Every line from the one with "For the evaluation set, tag each instance of the yellow building" through the final line must be written out exactly, and no other line; omit the pictures.

━━ Data rows ━━

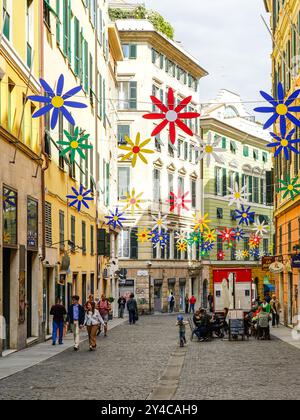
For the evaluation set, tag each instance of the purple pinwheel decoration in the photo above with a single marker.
(80, 198)
(9, 199)
(238, 234)
(245, 215)
(57, 101)
(280, 108)
(115, 219)
(284, 142)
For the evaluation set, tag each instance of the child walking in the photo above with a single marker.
(181, 324)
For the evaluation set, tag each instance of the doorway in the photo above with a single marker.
(29, 294)
(6, 296)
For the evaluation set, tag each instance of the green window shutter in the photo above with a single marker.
(132, 51)
(58, 2)
(133, 95)
(101, 239)
(76, 47)
(133, 244)
(224, 182)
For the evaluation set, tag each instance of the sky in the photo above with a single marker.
(229, 39)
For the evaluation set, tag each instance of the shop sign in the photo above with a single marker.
(296, 261)
(267, 262)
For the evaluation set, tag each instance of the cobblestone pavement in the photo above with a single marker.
(129, 363)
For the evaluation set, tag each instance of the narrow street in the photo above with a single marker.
(129, 364)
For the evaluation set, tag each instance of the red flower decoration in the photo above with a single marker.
(221, 255)
(171, 116)
(179, 202)
(228, 235)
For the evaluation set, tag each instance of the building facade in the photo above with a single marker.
(153, 64)
(245, 161)
(21, 172)
(285, 24)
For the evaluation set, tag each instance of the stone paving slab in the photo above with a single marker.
(38, 353)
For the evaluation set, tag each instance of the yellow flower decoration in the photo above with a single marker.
(133, 201)
(210, 235)
(181, 246)
(143, 235)
(201, 223)
(246, 254)
(135, 150)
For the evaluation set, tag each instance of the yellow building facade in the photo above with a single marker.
(21, 172)
(285, 26)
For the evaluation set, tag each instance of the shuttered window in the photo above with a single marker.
(48, 223)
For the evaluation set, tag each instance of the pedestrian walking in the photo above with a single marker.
(187, 303)
(275, 311)
(104, 308)
(122, 305)
(181, 324)
(193, 301)
(59, 312)
(92, 321)
(76, 318)
(171, 301)
(132, 309)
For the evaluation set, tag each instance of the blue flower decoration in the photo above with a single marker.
(284, 142)
(207, 246)
(245, 215)
(80, 198)
(115, 219)
(238, 234)
(280, 108)
(9, 199)
(57, 101)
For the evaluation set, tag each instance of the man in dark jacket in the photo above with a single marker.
(58, 311)
(132, 309)
(122, 304)
(76, 317)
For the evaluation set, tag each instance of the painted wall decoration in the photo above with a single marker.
(115, 219)
(171, 115)
(75, 143)
(136, 150)
(280, 108)
(290, 187)
(133, 201)
(80, 198)
(57, 102)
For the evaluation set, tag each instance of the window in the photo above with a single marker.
(48, 223)
(61, 230)
(32, 223)
(124, 244)
(130, 51)
(92, 233)
(83, 228)
(194, 194)
(156, 185)
(128, 95)
(123, 181)
(246, 151)
(73, 238)
(219, 213)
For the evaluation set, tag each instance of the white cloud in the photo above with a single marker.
(229, 39)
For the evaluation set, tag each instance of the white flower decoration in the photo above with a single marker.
(237, 196)
(260, 228)
(181, 237)
(239, 255)
(160, 222)
(210, 150)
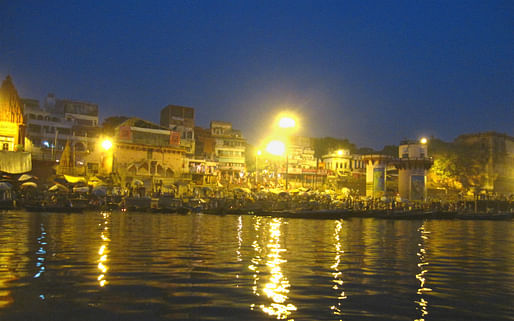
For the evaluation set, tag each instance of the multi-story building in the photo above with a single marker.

━━━

◆ **Reply**:
For the evaluation set, tag each instance of the yellow building facade in the photo above with a single marker.
(21, 172)
(285, 26)
For the evaluation set, tag each instance of the shuttered window in the photo above with a single marker.
(48, 223)
For the evaluation set, tag each instance of the pedestrian walking in the photo above with a single marker.
(187, 303)
(275, 311)
(104, 308)
(122, 305)
(181, 324)
(193, 301)
(59, 312)
(92, 321)
(76, 318)
(171, 301)
(132, 309)
For the evaluation set, tag each instance of the blue flower decoration in the photo above with a single marker.
(284, 142)
(207, 246)
(245, 215)
(80, 198)
(115, 219)
(238, 234)
(280, 108)
(9, 199)
(57, 101)
For the evaluation set, tag each instance of the man in dark jacket in the photo above with a single marker.
(58, 311)
(132, 309)
(122, 304)
(76, 317)
For the evaluation set, tag each instance of the painted wall decoration in the photo above with a single marker.
(115, 219)
(171, 115)
(75, 143)
(136, 150)
(280, 108)
(290, 187)
(133, 201)
(80, 198)
(57, 102)
For the evaluation set, tag each instance of the window in the photo above with a single marker.
(48, 223)
(61, 230)
(32, 223)
(124, 244)
(130, 51)
(92, 233)
(83, 228)
(194, 194)
(156, 185)
(128, 95)
(123, 181)
(246, 151)
(73, 238)
(219, 213)
For the evaluation set, tag each instance of the white cloud in the photo above with a single marker.
(229, 39)
For the evaluation set, tag each instance of the white flower decoration in the photo above with a single marker.
(237, 196)
(260, 228)
(181, 237)
(239, 255)
(160, 222)
(210, 150)
For the evaluation set, tag each instance of the multi-story building in the photo above with a single marker.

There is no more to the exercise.